#### Texte fourni ####

Jean-Baptiste Del Amo : Une Education libertine

Jean-Baptiste Del Amo, Jean-Baptiste Garcia, né à Toulouse en 1981, a pris un pseudonyme lorsqu’en 2008 alors qu’il s’apprête à publier son premier roman, son éditeur, Gallimard, publie aussi le premier roman d’un autre auteur toulousain, Tristan Garcia, partageant donc le même nom de famille. Jean-Baptiste Garcia prend alors le nom de plume de Del Amo, le nom de sa grand-mère paternelle. Une Education libertine, paru en 2008, a obtenu l'année suivante le prix Goncourt du premier roman.  

Paris en 1760, sous le règne de Louis XV. Gaspard, un jeune Breton de Quimper sans le sou, a quitté sa porcherie familiale et fui vers Paris. Sans argent ni abri, il trouve un boulot sur la Seine grâce à Lucas, rencontré par hasard qui le prend en charge et avec lequel il aura sa première expérience sexuelle. Il connaitra ensuite la prostitution avant d’être engagé par un perruquier comme apprenti, ce qui lui offre la possibilité de fréquenter des gens d’une condition supérieure et d’être remarqué par le comte Etienne de V. L’homme est un libertin à la réputation sulfureuse et Gaspard tombe sous son charme diabolique. Dès lors va commencer pour le jeune Breton une ascension sociale monnayée avec son corps…  

Un très bon roman d’une horrible beauté ! Je ne sais pas si l’auteur l’a voulu ainsi mais son livre a des airs de pastiche des romans de Pierre Choderlos de Laclos (Les Liaisons dangereuses) ou Sade (quand il est encore sage). Car c’est bien l’écriture qui marque en premier le lecteur, un style à l’ancienne, comme celui des auteurs cités ci-avant. Et ce texte, d’une puissance évocatrice extraordinaire !

#### Données fournies ####

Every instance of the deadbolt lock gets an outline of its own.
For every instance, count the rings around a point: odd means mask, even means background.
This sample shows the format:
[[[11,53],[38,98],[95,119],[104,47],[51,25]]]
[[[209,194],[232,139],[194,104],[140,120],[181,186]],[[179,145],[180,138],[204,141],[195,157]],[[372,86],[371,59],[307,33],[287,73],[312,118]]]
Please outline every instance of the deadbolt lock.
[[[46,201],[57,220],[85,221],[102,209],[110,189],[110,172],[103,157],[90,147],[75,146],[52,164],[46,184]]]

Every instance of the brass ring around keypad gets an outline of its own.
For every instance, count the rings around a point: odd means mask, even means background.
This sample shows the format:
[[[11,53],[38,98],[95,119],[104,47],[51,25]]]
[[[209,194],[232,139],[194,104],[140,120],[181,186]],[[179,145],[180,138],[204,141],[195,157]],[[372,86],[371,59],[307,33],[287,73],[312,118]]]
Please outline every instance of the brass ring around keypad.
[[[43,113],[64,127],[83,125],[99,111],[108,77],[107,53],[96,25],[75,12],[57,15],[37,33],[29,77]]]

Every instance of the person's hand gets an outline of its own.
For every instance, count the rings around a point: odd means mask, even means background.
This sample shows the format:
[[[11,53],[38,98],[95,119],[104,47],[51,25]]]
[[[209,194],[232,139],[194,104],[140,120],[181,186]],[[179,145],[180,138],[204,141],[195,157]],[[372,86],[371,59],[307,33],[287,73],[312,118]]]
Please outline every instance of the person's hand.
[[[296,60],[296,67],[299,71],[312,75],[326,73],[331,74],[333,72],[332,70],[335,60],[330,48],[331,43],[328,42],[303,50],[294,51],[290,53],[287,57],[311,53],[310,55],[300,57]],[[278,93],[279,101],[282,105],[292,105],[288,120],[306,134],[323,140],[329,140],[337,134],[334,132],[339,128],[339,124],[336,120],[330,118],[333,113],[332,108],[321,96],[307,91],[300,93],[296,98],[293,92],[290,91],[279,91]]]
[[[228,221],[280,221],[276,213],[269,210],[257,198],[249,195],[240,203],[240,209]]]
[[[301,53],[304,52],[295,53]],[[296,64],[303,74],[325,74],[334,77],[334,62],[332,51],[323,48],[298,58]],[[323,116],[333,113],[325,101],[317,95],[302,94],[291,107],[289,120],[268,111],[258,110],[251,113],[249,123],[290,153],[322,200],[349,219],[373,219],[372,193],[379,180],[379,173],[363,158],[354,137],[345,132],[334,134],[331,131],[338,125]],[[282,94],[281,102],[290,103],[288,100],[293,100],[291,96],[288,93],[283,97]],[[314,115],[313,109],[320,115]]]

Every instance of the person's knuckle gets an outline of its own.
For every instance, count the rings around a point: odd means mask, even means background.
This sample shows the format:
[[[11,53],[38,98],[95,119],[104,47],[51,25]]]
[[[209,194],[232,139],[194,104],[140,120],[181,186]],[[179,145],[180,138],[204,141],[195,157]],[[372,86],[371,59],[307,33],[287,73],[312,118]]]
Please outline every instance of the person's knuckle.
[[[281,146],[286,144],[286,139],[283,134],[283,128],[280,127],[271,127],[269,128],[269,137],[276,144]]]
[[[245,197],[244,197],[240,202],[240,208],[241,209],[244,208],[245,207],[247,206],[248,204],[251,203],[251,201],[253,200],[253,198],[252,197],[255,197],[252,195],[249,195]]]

####

§ Exercices:
(a) Recopiez intégralement le texte sur le roman Une Education libertine, sans y apporter la moindre modification.
(b) Transcrivez à l'identique les lignes de la liste qui vont de celle contenant « Every instance of the person's knuckle gets » jusqu'à la fin de la liste, ces deux extrémités comprises, et rien d'autre.
Le texte et la liste sont deux documents sans rapport l'un avec l'autre.

§ Corrigé:
(a)
Jean-Baptiste Del Amo : Une Education libertine

Jean-Baptiste Del Amo, Jean-Baptiste Garcia, né à Toulouse en 1981, a pris un pseudonyme lorsqu’en 2008 alors qu’il s’apprête à publier son premier roman, son éditeur, Gallimard, publie aussi le premier roman d’un autre auteur toulousain, Tristan Garcia, partageant donc le même nom de famille. Jean-Baptiste Garcia prend alors le nom de plume de Del Amo, le nom de sa grand-mère paternelle. Une Education libertine, paru en 2008, a obtenu l'année suivante le prix Goncourt du premier roman.  

Paris en 1760, sous le règne de Louis XV. Gaspard, un jeune Breton de Quimper sans le sou, a quitté sa porcherie familiale et fui vers Paris. Sans argent ni abri, il trouve un boulot sur la Seine grâce à Lucas, rencontré par hasard qui le prend en charge et avec lequel il aura sa première expérience sexuelle. Il connaitra ensuite la prostitution avant d’être engagé par un perruquier comme apprenti, ce qui lui offre la possibilité de fréquenter des gens d’une condition supérieure et d’être remarqué par le comte Etienne de V. L’homme est un libertin à la réputation sulfureuse et Gaspard tombe sous son charme diabolique. Dès lors va commencer pour le jeune Breton une ascension sociale monnayée avec son corps…  

Un très bon roman d’une horrible beauté ! Je ne sais pas si l’auteur l’a voulu ainsi mais son livre a des airs de pastiche des romans de Pierre Choderlos de Laclos (Les Liaisons dangereuses) ou Sade (quand il est encore sage). Car c’est bien l’écriture qui marque en premier le lecteur, un style à l’ancienne, comme celui des auteurs cités ci-avant. Et ce texte, d’une puissance évocatrice extraordinaire !

(b)
Every instance of the person's knuckle gets an outline of its own.
For every instance, count the rings around a point: odd means mask, even means background.
This sample shows the format:
[[[11,53],[38,98],[95,119],[104,47],[51,25]]]
[[[209,194],[232,139],[194,104],[140,120],[181,186]],[[179,145],[180,138],[204,141],[195,157]],[[372,86],[371,59],[307,33],[287,73],[312,118]]]
Please outline every instance of the person's knuckle.
[[[281,146],[286,144],[286,139],[283,134],[283,128],[280,127],[271,127],[269,128],[269,137],[276,144]]]
[[[245,197],[244,197],[240,202],[240,208],[241,209],[244,208],[245,207],[247,206],[248,204],[251,203],[251,201],[253,200],[253,198],[252,197],[255,197],[252,195],[249,195]]]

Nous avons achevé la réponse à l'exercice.